## Problems to solve
1. In the Japanese Bible translation details, what earlier translation is the Japan Bible Society Interconfessional Version derived from?
2. Continue the details on the Japanese Bible translation from the point where they stop.

- Full name: Japan Bible Society Interconfessional Version
- Other names: Bible Society Joint Translation Bible
- Abbreviation: JBSIV
- Language: Japanese
- OT published: 2018
- NT published: 2018
- Complete Bible published: 2018
- Derived from: New Interconfessional Translation Bible
- Textual basis: OT: Biblia Hebraica Stuttgartensia; Biblia Hebraica Quinta; Deuterocanonicals: Göttingen Septuagint; NT: UBS Greek New Testament (5th ed.); Novum Testamentum Graece (28th ed.);
- Publisher: Japan Bible Society
- Copyright: 2018 by Japan Bible Society, All Rights Reserved.
- Religious affiliation: Ecumenical (Catholic and Protestant)
- Webpage: www.bible.or.jp/online/jbsiv.html
- Genesis 1:1–3 初めに神は天と地を創造された。地は混沌として、闇が深淵の面にあり、神の霊が水の面を動いていた。神は言われた。「光あれ。」すると光があった。 John 3:16 神は、その独り子をお与えになったほどに、世を愛された。御子を信じる者が一人も滅びないで、永遠の命を得るためである。

Natural-language object grounding data:
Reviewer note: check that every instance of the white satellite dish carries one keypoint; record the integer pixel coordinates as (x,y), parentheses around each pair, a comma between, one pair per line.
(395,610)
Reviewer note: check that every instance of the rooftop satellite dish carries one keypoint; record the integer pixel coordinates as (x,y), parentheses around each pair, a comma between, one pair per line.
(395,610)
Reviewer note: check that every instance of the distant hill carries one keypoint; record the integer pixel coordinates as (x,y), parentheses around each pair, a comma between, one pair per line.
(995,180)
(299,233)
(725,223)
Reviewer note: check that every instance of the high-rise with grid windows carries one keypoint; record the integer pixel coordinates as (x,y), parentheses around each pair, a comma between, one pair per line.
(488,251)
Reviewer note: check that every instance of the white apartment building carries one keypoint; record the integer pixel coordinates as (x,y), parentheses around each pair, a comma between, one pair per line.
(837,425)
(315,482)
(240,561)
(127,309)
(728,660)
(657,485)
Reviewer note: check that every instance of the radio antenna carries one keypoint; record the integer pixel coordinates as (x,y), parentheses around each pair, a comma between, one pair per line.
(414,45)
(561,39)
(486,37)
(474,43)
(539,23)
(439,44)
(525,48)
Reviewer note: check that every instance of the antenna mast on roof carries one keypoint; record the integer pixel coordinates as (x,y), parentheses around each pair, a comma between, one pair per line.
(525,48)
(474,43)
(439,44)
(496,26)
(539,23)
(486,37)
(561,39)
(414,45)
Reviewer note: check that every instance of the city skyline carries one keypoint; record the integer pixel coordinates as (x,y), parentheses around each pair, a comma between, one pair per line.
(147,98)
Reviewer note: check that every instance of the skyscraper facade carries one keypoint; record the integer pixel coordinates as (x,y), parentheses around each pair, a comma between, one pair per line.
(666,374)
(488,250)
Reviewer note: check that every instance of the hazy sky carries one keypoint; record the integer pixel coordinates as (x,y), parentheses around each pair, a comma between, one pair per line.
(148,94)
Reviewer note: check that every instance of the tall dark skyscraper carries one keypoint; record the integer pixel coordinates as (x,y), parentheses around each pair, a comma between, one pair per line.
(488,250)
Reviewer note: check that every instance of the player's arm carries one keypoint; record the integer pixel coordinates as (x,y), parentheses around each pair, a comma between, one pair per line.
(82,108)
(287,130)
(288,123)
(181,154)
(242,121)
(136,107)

## Results in order
1. The New Interconfessional Translation Bible.

2.
= Japan Bible Society Interconfessional Version =

Japanese Bible translation, published 2018

The Japan Bible Society Interconfessional Version (JBSIV) (聖書協会共同訳聖書, Seisho Kyōkai Kyōdōyaku Seisho) is a Japanese translation of the Bible published in 2018 by the Japan Bible Society. It is a revision of the New Interconfessional Translation Bible (NIT) of 1987, the first revision in 31 years.

Like the NIT, the JBSIV is an ecumenical translation of the Bible by Japanese Catholic and Protestant Christians. Their aim, as with its predecessor, was to create the standard version of the Bible for the "next generation" of Christians, used for worship and study by both Catholics and Protestants in Japan. The translation team was made up of 60 percent Protestants and 40 percent Catholics.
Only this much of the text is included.